◆ **Problem to work on**
Rescale the data beginning at the line that contains "For sports analytics purposes, locate the bush" and stopping after the line that contains "[242,181,258,202]". Repeat only those lines, request included, with each bounding-box coordinate multiplied by 1.3 and rounded to a whole number, halves up.
-.-.-
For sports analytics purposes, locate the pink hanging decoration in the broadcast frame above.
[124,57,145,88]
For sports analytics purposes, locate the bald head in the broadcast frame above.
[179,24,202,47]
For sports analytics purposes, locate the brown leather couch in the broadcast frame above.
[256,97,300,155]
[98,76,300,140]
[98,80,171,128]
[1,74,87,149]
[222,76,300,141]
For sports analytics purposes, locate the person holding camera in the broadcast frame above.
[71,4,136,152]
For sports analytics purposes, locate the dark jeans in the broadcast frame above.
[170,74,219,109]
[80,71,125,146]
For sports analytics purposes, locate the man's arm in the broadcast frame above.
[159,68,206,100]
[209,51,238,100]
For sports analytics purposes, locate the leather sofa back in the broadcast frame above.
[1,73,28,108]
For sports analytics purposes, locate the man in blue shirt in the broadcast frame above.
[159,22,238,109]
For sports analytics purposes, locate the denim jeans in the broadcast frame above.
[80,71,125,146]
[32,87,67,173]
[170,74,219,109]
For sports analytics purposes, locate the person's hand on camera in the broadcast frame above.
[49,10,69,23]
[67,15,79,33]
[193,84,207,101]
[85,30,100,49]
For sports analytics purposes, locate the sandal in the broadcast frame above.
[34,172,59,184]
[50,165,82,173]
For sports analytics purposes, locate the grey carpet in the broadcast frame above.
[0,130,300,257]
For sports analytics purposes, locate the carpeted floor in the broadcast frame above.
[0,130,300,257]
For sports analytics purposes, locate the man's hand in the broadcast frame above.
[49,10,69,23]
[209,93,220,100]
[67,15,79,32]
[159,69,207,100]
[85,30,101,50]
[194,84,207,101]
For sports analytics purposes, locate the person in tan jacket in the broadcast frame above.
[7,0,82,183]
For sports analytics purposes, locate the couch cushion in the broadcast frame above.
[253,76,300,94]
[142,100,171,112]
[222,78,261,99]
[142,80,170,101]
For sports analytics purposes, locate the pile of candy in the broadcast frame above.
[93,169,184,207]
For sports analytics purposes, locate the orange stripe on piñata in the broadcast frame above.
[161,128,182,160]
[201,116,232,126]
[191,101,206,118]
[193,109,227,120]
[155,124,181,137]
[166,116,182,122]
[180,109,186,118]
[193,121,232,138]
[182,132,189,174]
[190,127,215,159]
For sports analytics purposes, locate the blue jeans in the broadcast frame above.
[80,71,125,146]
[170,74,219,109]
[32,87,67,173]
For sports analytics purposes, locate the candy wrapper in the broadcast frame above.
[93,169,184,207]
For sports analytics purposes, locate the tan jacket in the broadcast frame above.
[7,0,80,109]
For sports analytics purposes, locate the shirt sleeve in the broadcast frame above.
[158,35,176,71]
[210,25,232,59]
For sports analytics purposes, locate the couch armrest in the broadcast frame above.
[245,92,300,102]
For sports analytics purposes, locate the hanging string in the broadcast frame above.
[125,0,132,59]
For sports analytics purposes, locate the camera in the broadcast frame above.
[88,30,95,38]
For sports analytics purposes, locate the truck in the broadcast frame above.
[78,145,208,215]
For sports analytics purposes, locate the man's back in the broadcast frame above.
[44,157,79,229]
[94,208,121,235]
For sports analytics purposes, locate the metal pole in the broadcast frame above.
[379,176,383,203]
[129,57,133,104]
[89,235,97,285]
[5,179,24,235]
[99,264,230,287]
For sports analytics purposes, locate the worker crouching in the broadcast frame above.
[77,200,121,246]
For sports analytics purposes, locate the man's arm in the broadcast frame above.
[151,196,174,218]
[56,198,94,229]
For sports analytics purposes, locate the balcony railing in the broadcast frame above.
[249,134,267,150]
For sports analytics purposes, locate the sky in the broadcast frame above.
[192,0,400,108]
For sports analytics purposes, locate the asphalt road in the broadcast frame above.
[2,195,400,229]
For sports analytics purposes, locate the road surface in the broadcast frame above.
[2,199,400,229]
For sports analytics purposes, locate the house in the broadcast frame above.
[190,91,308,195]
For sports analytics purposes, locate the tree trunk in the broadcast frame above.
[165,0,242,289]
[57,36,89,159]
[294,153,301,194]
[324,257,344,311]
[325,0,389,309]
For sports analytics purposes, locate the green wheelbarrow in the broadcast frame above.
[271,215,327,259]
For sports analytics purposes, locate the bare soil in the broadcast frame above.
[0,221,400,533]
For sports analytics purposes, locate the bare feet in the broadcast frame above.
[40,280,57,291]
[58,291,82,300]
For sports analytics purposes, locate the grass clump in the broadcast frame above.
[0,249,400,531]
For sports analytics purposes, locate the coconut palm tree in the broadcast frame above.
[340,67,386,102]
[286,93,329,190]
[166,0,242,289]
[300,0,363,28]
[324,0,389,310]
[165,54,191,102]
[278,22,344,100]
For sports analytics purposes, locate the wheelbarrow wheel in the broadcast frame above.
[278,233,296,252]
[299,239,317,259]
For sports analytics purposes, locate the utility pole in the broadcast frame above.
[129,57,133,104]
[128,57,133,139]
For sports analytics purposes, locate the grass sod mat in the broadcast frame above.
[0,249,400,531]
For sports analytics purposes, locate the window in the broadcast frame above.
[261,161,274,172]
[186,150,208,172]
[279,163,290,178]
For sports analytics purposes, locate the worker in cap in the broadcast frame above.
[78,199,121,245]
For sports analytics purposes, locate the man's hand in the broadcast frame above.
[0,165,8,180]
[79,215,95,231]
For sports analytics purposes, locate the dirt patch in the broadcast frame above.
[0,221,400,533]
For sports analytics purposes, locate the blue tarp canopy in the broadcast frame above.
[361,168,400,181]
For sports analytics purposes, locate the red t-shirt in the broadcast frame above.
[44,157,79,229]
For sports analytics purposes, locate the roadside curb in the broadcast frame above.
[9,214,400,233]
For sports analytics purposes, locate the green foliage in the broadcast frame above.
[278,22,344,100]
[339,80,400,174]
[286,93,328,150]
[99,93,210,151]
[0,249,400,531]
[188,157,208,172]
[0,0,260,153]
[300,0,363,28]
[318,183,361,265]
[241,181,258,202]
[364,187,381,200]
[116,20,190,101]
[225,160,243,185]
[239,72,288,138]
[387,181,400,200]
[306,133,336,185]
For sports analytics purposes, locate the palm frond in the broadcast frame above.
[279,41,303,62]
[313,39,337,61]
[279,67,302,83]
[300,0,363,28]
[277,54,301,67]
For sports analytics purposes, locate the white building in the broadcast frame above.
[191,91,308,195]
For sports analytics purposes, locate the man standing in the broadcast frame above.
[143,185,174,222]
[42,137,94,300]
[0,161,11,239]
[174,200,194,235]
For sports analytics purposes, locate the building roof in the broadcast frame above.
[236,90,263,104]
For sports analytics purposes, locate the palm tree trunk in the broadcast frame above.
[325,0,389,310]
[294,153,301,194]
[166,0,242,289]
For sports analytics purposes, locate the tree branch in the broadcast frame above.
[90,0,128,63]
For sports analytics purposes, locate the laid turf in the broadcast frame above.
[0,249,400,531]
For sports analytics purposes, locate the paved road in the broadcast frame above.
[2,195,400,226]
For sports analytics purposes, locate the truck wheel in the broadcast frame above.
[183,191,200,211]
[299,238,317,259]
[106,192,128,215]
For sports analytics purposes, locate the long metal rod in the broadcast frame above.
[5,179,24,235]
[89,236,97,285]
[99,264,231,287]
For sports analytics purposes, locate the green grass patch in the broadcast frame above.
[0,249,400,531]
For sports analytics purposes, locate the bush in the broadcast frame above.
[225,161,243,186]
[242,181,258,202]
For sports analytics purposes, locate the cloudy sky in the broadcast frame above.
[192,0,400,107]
-.-.-
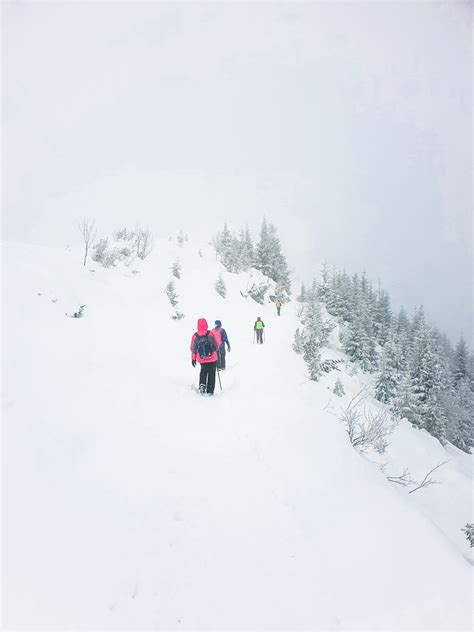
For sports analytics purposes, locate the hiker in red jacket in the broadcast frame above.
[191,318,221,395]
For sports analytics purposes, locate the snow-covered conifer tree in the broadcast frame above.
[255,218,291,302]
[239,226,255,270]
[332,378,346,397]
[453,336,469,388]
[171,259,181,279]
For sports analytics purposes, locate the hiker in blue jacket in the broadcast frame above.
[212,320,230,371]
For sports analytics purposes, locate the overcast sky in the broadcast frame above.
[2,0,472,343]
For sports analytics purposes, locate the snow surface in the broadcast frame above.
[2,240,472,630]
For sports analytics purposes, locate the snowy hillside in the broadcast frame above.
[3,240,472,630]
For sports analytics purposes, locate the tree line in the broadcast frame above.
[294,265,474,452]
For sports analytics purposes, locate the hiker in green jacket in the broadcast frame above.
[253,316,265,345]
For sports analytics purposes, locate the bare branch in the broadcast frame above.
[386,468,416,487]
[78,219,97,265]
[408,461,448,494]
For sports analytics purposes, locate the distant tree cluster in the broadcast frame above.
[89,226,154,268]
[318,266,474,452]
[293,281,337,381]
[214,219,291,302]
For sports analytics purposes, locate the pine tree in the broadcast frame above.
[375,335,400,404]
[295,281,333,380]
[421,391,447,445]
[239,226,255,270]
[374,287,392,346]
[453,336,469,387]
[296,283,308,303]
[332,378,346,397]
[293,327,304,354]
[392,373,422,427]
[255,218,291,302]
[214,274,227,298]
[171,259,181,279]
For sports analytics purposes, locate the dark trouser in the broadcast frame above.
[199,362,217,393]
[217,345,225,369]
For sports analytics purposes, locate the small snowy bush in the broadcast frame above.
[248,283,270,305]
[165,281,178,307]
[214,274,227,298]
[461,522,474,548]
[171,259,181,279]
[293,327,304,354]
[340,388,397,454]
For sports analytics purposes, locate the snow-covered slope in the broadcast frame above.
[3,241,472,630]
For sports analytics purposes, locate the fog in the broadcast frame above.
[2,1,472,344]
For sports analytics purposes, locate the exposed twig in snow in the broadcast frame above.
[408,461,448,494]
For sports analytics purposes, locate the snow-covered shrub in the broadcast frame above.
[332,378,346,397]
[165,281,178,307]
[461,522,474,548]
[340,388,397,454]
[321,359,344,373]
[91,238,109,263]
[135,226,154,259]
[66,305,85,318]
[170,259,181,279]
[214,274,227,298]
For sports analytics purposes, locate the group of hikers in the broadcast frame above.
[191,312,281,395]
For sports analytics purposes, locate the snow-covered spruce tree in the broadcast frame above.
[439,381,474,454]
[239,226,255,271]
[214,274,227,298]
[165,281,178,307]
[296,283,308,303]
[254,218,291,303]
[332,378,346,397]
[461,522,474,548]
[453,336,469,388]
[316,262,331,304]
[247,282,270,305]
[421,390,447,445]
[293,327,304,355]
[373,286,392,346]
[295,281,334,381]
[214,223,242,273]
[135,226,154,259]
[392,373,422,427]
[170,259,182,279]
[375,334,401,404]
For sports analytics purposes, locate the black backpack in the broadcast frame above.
-.-.-
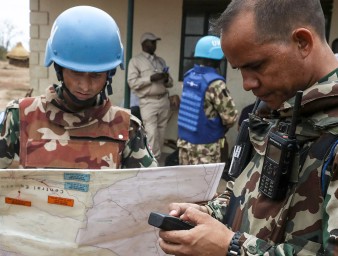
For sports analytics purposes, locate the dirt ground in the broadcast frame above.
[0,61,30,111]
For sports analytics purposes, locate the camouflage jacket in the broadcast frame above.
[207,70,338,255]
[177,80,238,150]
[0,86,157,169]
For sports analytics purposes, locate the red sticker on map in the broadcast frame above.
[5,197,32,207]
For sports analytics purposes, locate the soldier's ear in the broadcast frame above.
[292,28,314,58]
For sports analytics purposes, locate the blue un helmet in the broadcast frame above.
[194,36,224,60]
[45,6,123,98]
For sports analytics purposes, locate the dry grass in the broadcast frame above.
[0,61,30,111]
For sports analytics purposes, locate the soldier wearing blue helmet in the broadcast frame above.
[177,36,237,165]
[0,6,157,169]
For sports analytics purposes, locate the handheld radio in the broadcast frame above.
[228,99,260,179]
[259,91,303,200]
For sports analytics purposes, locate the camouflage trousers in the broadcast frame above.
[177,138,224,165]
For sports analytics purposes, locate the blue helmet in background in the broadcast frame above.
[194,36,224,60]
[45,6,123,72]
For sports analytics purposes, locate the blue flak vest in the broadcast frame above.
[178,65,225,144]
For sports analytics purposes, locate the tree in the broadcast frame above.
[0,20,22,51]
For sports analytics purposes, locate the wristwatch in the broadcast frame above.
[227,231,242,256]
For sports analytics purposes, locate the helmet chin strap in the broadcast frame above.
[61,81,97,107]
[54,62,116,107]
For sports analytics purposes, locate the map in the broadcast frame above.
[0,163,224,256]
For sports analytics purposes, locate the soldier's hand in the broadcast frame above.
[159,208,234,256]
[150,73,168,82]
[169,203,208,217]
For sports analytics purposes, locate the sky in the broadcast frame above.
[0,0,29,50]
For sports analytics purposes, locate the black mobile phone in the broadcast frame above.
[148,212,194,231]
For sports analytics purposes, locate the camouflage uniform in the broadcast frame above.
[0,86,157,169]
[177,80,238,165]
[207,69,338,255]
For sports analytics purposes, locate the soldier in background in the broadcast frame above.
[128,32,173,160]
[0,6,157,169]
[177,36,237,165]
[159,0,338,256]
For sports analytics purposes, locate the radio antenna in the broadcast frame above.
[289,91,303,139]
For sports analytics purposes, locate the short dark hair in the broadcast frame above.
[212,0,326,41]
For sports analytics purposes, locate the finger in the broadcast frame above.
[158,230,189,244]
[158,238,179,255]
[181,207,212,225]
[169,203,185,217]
-.-.-
◆ **Response to this exercise**
For sports analytics purposes, locate the bush in the broadcast frame above.
[293,209,316,242]
[315,235,335,263]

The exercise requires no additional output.